Written task 1
Give only the number of lines in the listing that contain the string "dark".

Supplied passage
****************************************

One or more protrusions of protrusions 322 and/or protrusions 324
can be configured to direct fluid in a direction within the chamber
320. For example, one protrusion of protrusions 322 or protrusion
324 can extend further into the chamber 320 than some other
protrusions and cooperate, such as by aligning, with another
protrusion to prevent fluid flow in one direction in the chamber
320. FIGS. 7-8 depict the inner sleeve 308 rotated with respect to
outer sleeve 306 one hundred sixty degrees such that fluid flow can
experience the highest flow resistance within the chamber 320
without flow being completely prevented. A protrusion 324a of inner
sleeve 308 extends further into the chamber than at least some
other protrusions 324 and can cooperate with protrusion 322a of the
outer sleeve 306 to substantially prevent fluid from opening 316a
from flowing in one direction in the chamber 320 and to direct
fluid to flow in a second direction in the chamber 320. Protrusion
324b of inner sleeve 308 extends further into the chamber than at
least some other protrusions 324 and can cooperate with protrusions
322b of the outer sleeve 306 to substantially prevent fluid from
opening 316b from flowing in one direction in the chamber and to
direct fluid to flow in a second direction in the chamber 320.
Although FIGS. 3-8 depict two openings for each of outer sleeve 306
and inner sleeve 308, any number of openings including one of each
can be used. Although a position of the inner sleeve 308 with
respect to the outer sleeve 306 is described with respect to FIGS.

****************************************

Written task 2
For each statement about the sleeve passage, answer yes or no and quote the words from the passage that settle it.
(a) FIGS. 7-8 show the inner sleeve 308 rotated one hundred sixty degrees with respect to the outer sleeve 306.
(b) In the position shown in FIGS. 7-8, flow in the chamber 320 is completely prevented.
(c) Any number of openings, including one on each sleeve, can be used.

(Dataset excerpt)
****************************************

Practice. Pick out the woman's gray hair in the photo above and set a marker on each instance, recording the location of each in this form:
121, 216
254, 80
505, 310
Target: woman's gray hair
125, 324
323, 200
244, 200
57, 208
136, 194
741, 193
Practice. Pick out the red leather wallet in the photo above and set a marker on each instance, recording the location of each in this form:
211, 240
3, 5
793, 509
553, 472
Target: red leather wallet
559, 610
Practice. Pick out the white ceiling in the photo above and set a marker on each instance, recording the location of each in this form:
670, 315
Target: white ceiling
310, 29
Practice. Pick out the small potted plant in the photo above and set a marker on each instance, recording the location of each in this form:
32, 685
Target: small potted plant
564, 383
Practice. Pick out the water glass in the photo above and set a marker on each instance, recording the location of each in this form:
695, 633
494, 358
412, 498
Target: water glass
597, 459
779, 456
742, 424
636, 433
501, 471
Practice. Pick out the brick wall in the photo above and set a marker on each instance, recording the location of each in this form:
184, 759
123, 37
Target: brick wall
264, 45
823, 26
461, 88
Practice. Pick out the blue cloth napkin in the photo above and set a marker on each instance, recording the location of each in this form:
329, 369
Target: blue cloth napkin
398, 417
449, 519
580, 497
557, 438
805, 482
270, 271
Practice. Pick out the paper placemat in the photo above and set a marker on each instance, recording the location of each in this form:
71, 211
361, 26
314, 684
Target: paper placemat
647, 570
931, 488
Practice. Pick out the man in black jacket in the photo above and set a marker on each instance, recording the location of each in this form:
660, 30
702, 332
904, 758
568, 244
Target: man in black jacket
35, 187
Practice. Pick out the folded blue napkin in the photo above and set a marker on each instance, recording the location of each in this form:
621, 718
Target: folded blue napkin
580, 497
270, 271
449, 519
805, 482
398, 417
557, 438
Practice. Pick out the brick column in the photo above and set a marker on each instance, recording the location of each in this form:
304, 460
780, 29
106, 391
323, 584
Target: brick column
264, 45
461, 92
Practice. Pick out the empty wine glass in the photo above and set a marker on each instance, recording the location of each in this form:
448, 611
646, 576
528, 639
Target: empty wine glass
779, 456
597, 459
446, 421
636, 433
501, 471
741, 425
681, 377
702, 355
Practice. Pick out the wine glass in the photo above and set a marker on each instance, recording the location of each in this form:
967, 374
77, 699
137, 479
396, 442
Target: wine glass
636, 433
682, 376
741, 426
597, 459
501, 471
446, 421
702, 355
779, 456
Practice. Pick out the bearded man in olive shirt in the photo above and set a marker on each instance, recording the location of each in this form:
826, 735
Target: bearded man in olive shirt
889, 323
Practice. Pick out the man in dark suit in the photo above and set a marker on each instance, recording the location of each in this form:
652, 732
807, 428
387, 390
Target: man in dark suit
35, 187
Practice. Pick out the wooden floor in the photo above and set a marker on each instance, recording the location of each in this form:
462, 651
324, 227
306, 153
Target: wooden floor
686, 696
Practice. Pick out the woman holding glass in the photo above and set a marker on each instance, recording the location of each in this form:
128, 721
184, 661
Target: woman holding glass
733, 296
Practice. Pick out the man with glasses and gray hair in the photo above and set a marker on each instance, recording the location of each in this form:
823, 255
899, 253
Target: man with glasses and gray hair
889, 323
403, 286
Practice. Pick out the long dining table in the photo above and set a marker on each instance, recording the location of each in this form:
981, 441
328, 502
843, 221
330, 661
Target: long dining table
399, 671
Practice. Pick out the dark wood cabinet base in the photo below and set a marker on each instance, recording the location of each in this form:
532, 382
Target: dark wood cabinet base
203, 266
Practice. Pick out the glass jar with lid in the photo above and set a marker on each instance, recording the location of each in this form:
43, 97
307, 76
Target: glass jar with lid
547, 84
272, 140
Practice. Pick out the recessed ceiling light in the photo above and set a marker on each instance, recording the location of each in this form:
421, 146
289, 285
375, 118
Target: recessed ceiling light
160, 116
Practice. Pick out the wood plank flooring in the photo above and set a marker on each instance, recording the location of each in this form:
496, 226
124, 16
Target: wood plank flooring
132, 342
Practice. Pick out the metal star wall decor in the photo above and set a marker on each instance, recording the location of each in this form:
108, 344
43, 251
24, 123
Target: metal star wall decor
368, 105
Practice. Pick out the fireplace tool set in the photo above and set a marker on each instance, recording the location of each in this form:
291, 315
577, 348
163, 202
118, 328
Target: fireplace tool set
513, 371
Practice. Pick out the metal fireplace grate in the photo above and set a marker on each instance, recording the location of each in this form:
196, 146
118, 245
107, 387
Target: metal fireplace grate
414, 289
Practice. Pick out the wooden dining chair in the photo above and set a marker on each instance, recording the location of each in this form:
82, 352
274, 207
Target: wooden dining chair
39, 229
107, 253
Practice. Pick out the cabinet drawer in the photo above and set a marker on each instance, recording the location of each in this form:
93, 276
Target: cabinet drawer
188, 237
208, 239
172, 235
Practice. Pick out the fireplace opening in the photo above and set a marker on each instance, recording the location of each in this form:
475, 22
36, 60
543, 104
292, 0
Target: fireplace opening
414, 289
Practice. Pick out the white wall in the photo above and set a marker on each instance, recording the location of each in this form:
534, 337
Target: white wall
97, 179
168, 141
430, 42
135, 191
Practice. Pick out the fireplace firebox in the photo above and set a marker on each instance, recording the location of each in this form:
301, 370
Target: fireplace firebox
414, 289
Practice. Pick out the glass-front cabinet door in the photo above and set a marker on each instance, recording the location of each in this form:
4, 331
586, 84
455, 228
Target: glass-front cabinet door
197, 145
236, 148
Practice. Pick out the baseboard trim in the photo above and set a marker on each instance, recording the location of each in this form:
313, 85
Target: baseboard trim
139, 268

****************************************

Full response 1
4

Full response 2
(a) Yes: "FIGS. 7-8 depict the inner sleeve 308 rotated with respect to outer sleeve 306 one hundred sixty degrees"
(b) No: "fluid flow can experience the highest flow resistance within the chamber 320 without flow being completely prevented"
(c) Yes: "any number of openings including one of each can be used"